* Begin DOCUMENT SEGMENT *
# Cherry JR Gent



## Jim15 (May 16, 2006)

Hello,
  I'm really not much good at telling what woods are supposed to look like, this blank said cherry but it doesn't look like the cherry furniture I havein the house. Is this a different kind of cherry than what they make furniture out of? Comments welcomed.
















Thank you,
jim


----------



## Johnathan (May 16, 2006)

Looks great. Wood types can come is such different colors. This looks like a burl so you can get all kinds of variations. I think that we've also become all too familiar with died and stains woods with the name "cherry" on it. Looks like cherry to me. Nice pen.


----------



## mrcook4570 (May 16, 2006)

Looks like a mighty fine piece of cherry burl.  Also looks like a very good finish.


----------



## OSCAR15 (May 16, 2006)

Looks like cherry burl, but Whatever it is...That is one beautiful piece of wood!


----------



## Dario (May 16, 2006)

Definitely a Cherry burl, and a very good one at that...it will turn rich reddish brown (the color you are familiar with) as it ages.  Don't wait, because it may take YEARS.

Very nice looking pen you got there [^].


----------



## pete00 (May 16, 2006)

very nice.....


----------



## gerryr (May 16, 2006)

Great looking pen and a really finish too.


----------



## Jim15 (May 16, 2006)

Thanks for the comments everyone. Thanks for the wood lesson.

jim


----------



## alamocdc (May 16, 2006)

Beautiful piece of Cherry burl, Jim, and nice job with the pen!


----------



## Ligget (May 16, 2006)

That is a BEAUTIFUL piece of wood, the pen, finish and photograph are all brilliant Jim![][]


----------



## Woodnknots (May 16, 2006)

beautiful pen!!  Most "cherry" furniture has been stained or dyed to make the dark "cherry" look you are used to.  I prefer to use unstained wood in everything I do and let the wood do what the wood will do.


----------



## wags54 (May 16, 2006)

beatiful pen sure looks like you have your finish done to an art form


----------



## challagan (May 16, 2006)

Nice looking pen, you did a great job on a good looking blank!

corey


----------



## Jim15 (May 16, 2006)

Thanks all for the kind comments. Dave I agree I think the unstained wood is nicer looking.


jim


----------



## Glenn McCullough (May 17, 2006)

Carolina cherry burl is my favorite wood, excellent!


----------



## Jim15 (May 17, 2006)

Thanks Glenn. 

jim


----------



## BigRob777 (May 17, 2006)

Hi Jim,
Yup, that's cherry burl.  Nice work with it.  I don't know if you got it from me, but sometimes I don't write "burl" on blanks, or I might write "b".  Either way, it is a nice pen.
Rob


----------



## ken69912001 (May 17, 2006)

Looks like black eyed cherry burl. Very nice pen.


----------



## RogerGarrett (May 17, 2006)

Wonderful pen - stunning in every way.  Impressive and artistic.

And you're a lawyer?

Geesh.....

Best,
Roger Garrett


----------



## airrat (May 18, 2006)

Very nice Cherry Burl.  Looks like some of Dario's desert special I got.  Pen sold fast.


----------



## Jim15 (May 18, 2006)

Thanks for the kind comments everyone. I think I got the wood from either Dario or Rob. Roger i think you have me mixed up with someone else I am not a lawyer.
* End DOCUMENT SEGMENT *
_WRITTEN TASK 1:_ In the forum thread about the cherry pen, what color does Dario say the wood will turn as it ages?
The forum thread and the listing that follows it are separate material.
* Begin MATERIAL PROVIDED *
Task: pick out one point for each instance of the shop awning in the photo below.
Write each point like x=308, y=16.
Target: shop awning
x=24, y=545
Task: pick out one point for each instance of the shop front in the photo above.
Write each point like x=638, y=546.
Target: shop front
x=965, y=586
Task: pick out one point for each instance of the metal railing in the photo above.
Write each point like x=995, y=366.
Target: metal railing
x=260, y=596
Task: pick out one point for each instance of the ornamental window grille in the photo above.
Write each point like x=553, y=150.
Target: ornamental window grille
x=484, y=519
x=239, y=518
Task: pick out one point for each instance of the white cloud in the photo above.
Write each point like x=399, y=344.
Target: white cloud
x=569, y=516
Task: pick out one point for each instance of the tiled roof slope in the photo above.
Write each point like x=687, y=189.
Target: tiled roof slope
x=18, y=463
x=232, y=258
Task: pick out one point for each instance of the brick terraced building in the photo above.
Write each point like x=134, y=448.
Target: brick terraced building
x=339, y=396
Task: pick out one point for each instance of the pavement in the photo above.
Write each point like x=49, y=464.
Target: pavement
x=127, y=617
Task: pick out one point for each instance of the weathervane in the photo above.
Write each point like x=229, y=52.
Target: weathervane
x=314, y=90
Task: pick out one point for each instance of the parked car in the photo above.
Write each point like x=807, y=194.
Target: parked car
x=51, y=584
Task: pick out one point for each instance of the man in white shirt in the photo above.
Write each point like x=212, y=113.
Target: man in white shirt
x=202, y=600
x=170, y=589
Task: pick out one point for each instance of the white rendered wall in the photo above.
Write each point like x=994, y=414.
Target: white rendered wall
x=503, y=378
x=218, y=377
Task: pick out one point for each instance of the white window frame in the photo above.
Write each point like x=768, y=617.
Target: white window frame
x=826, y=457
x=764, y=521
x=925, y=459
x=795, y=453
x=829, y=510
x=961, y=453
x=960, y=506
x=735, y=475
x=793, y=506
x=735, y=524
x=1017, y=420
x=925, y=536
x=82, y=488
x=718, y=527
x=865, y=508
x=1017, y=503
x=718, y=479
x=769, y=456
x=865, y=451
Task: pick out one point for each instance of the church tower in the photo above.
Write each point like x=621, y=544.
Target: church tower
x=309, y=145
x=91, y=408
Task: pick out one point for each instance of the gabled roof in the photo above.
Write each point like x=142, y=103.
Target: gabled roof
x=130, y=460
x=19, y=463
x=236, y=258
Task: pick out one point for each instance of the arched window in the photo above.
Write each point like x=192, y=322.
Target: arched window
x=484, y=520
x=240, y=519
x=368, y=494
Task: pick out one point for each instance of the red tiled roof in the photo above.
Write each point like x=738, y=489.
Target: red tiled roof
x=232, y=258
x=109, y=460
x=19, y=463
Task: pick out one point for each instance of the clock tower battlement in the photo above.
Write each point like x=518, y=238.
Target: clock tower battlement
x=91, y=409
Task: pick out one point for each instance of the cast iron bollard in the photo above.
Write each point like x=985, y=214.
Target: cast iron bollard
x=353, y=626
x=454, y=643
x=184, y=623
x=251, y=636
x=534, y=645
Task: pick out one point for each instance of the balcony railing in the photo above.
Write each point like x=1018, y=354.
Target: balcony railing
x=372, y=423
* End MATERIAL PROVIDED *
_WRITTEN TASK 2:_ In the listing, begin at the line that has "wall in the photo above." and stop after the line that has "x=218, y=377". Write those lines out again, requests included, rescaling only the coordinates in the answers by 0.7 and rounding to whole numbers, with halves going up.

_EXPECTED OUTPUT 1:_ A rich reddish brown.

_EXPECTED OUTPUT 2:_
Task: pick out one point for each instance of the white rendered wall in the photo above.
Write each point like x=994, y=414.
Target: white rendered wall
x=352, y=265
x=153, y=264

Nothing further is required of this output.